■ **PROVIDED PASSAGE**
I was first drawn to this little book, I admit, by it's cover art. Intrigued I clicked on it, and hey, it was free. I...more
Girl from Baku (Девочка из Ваку)
I was first drawn to this little book, I admit, by it's cover art. Intrigued I clicked on it, and hey, it was free. I've been known to check out works with less going for it than the above, so, having nothing to lose, I hit "download now." I'm so glad I did. Russell Bittner writes with an original flair that appeals to me. I liked the way the book was structured, in small paragraphs throughout, from one to about twenty lines, broken up by spaces of white. It's meant to be read rythmically, poetically, indeed he starts us off with a poem, a hint of the voice to come.
I once idly wandered the wharfs of New York, like Charles L. Dodgson, but hunting for snork, and found there a girl set to pass on review: a cunningly shrewd parvenue.
I curtailed my search on a quay in Paree for some lass du jour (but who’d toujours love me); instead, vowed to wow this m’moiselle from Baku who’d love me till death us undo.
She sent me away—a degenerate jerk— to diddle with donkeys in dingy Dunkirk, or else, to get clued in on ewes from Baku, who do it with didgeridoo.
And so from Москва, where I’d spied in a spa a Riga-rous sprout in a sporty red bra, I sent the news home to my girl from Baku, who sniffed, then pronounced it ‘taboo.’
I next found a floozie in boozie Berlin. “Just try her!” I said with a lewd little grin. “Refreshingly hip!” quipped my girl from Baku, not knowing that I’d had her, too.
I then stroked the id of a kid from Madrid, who’d offered me bulls as baksheesh for my bid to find him a strumpety girl from Baku as fetching as my Guinea Pooh.

■ **PROBLEM 1**
In the review, condense the long paragraph that begins "I was first drawn to this little book" and continues past the title line into a short bulleted list that keeps its main facts.
■ **PROBLEM 2**
According to the review, who wrote the book?
■ **PROBLEM 3**
Retype the review from "I curtailed my" to "death us undo.", keeping every word and punctuation mark unchanged.
Work from the review alone.

■ **GIVEN RECORDS**
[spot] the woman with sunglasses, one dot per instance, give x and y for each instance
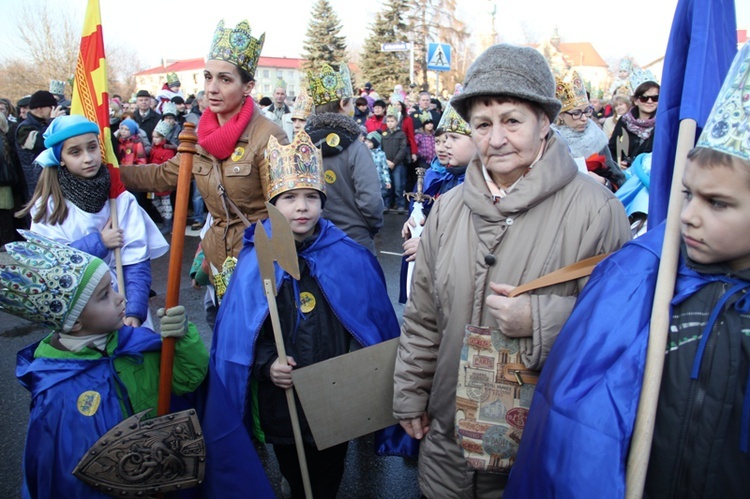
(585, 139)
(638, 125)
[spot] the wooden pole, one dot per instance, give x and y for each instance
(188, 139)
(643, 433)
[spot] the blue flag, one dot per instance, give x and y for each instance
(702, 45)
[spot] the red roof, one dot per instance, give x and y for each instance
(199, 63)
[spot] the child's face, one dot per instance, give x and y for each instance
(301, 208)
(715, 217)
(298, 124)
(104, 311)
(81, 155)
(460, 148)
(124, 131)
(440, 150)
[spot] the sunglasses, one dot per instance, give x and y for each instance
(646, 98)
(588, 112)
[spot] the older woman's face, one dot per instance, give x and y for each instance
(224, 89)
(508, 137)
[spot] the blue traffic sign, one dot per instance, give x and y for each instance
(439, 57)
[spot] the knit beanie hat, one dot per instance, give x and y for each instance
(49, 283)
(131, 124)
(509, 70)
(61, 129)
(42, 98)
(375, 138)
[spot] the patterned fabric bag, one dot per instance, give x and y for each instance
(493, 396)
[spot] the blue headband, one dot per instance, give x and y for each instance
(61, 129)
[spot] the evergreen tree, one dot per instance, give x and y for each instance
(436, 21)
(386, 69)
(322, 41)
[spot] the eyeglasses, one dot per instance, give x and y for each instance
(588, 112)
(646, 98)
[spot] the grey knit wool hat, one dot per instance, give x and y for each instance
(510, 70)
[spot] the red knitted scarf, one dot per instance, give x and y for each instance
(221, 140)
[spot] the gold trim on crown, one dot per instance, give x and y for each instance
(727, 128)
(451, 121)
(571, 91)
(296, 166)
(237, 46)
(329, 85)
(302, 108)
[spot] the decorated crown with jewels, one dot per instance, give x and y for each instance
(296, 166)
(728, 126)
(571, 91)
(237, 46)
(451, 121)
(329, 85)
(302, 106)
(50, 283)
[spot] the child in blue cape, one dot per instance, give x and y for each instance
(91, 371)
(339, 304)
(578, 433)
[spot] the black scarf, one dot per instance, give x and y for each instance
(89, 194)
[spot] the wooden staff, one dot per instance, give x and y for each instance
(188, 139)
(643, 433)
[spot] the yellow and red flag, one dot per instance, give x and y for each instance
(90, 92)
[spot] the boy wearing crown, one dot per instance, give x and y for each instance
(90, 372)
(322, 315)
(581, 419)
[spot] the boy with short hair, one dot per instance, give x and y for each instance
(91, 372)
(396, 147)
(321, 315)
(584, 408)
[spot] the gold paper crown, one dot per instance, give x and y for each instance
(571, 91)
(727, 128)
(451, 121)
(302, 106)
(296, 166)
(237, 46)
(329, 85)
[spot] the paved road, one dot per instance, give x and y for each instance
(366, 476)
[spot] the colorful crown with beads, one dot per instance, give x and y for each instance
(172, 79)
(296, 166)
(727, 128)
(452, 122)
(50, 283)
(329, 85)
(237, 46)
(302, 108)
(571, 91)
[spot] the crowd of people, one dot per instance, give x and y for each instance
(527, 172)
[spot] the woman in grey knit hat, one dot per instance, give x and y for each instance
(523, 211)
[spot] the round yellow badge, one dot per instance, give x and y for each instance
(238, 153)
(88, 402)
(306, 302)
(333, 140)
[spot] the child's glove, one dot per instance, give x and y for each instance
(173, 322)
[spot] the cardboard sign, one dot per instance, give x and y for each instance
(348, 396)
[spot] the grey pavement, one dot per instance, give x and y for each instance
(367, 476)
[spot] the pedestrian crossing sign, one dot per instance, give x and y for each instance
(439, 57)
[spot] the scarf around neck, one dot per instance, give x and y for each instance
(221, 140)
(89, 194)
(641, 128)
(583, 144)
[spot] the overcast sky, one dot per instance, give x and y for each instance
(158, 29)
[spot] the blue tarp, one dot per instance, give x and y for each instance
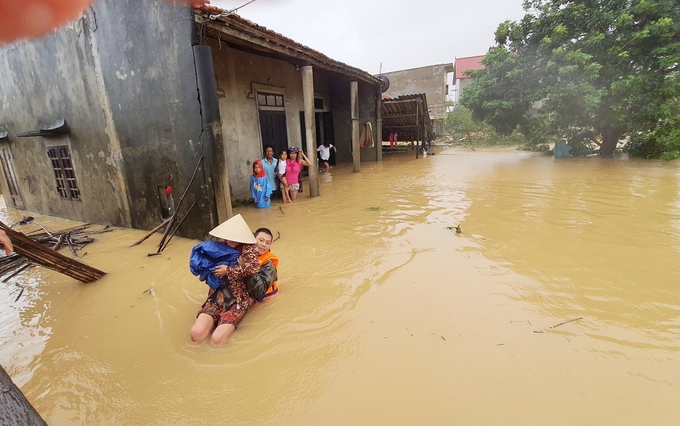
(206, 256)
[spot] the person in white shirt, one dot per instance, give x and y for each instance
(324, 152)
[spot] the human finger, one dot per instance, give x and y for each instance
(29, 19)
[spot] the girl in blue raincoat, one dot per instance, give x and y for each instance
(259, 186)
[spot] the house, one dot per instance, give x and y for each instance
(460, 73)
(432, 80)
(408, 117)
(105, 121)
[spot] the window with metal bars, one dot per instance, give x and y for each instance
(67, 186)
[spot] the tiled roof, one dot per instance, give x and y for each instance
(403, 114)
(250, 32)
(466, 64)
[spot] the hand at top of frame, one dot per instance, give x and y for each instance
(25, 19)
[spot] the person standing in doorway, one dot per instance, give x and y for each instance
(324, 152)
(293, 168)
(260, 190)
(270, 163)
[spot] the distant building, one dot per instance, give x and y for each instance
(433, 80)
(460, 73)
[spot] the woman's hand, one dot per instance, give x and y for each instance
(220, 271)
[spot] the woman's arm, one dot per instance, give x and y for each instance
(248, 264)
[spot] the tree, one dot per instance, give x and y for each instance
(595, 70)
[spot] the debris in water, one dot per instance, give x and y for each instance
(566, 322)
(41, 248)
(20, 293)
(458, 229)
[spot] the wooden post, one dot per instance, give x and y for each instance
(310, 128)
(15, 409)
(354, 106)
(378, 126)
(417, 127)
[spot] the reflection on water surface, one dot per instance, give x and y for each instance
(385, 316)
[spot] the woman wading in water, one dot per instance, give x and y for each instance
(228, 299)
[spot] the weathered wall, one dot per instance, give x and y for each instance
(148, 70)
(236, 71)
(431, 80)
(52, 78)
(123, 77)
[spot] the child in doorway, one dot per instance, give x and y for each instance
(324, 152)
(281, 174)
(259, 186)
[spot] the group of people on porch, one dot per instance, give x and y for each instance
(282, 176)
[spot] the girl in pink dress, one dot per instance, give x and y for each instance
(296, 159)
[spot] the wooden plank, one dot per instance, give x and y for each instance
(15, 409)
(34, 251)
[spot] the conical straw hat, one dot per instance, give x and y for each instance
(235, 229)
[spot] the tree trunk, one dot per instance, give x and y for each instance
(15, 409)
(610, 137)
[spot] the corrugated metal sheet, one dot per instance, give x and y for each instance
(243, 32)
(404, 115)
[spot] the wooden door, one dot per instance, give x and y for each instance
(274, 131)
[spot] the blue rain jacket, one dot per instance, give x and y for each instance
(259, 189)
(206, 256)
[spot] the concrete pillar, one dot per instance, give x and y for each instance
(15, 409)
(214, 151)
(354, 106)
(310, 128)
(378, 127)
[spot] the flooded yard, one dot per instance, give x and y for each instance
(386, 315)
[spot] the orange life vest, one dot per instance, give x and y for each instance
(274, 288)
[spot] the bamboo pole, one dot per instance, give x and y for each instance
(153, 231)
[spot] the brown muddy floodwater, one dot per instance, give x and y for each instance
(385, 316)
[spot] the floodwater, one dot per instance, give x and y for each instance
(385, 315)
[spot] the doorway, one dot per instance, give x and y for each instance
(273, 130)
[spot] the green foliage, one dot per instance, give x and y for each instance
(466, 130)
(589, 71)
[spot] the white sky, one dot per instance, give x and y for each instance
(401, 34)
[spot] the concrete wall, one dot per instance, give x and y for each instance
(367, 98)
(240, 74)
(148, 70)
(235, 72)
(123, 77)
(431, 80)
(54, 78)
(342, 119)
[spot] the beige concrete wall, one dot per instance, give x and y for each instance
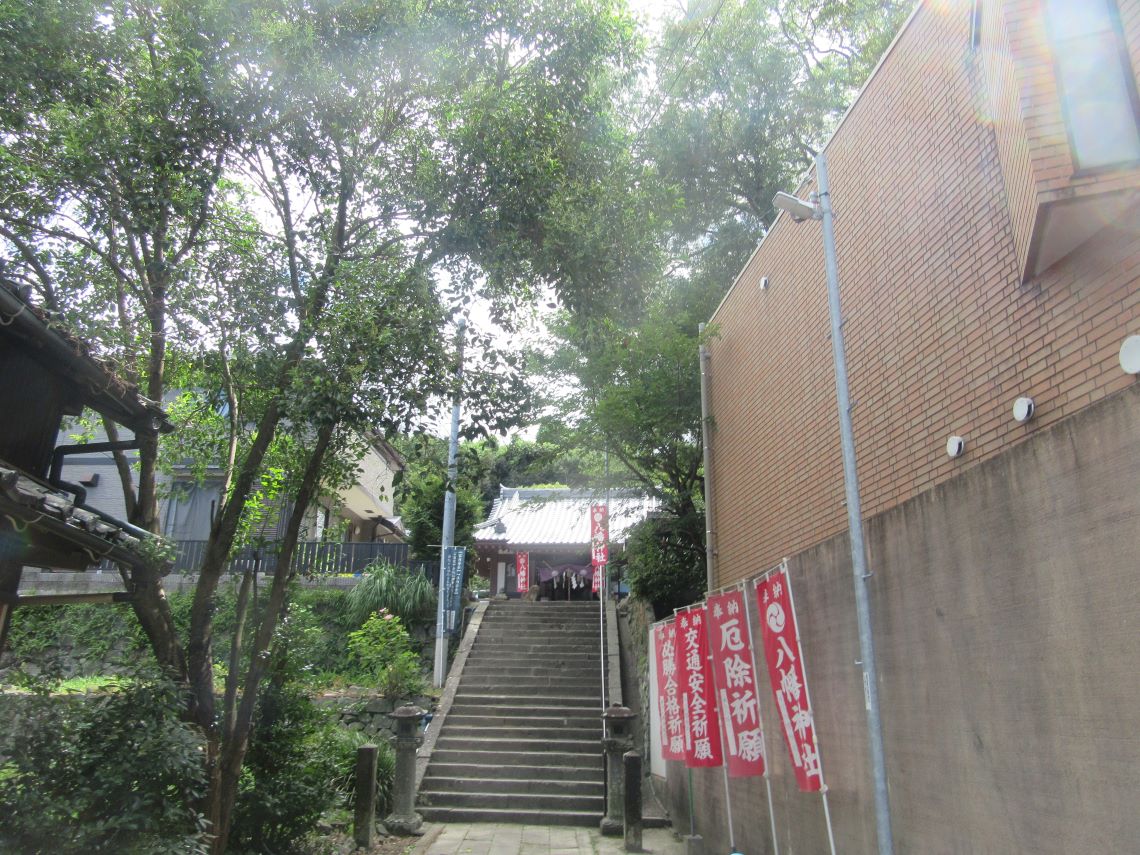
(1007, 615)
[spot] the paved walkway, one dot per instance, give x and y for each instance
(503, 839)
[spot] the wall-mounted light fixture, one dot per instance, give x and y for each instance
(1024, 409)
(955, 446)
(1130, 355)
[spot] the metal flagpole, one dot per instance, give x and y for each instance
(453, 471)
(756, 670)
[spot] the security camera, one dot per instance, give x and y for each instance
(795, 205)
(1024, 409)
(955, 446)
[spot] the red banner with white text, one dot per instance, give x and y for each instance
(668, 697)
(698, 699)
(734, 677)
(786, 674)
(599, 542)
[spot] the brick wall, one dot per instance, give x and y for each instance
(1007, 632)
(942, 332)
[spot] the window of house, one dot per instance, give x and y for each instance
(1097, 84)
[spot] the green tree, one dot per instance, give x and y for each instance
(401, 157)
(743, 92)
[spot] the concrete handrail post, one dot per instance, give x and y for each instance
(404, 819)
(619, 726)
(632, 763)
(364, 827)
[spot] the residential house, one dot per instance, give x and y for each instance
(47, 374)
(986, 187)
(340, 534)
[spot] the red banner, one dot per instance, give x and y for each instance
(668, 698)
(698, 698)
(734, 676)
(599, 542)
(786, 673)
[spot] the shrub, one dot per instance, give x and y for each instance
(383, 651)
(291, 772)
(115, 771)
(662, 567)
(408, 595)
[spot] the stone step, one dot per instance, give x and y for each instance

■ **TASK SOLUTION 1**
- The reviewer was first attracted by the cover art, clicked on the book, and downloaded it because it was free.
- They are glad they did and like Russell Bittner's original flair as a writer.
- The book is built from small paragraphs of one to about twenty lines, separated by white space.
- It is meant to be read rhythmically and poetically, and it opens with a poem that hints at the voice to come.

■ **TASK SOLUTION 2**
Russell Bittner.

■ **TASK SOLUTION 3**
I curtailed my search on a quay in Paree for some lass du jour (but who’d toujours love me); instead, vowed to wow this m’moiselle from Baku who’d love me till death us undo.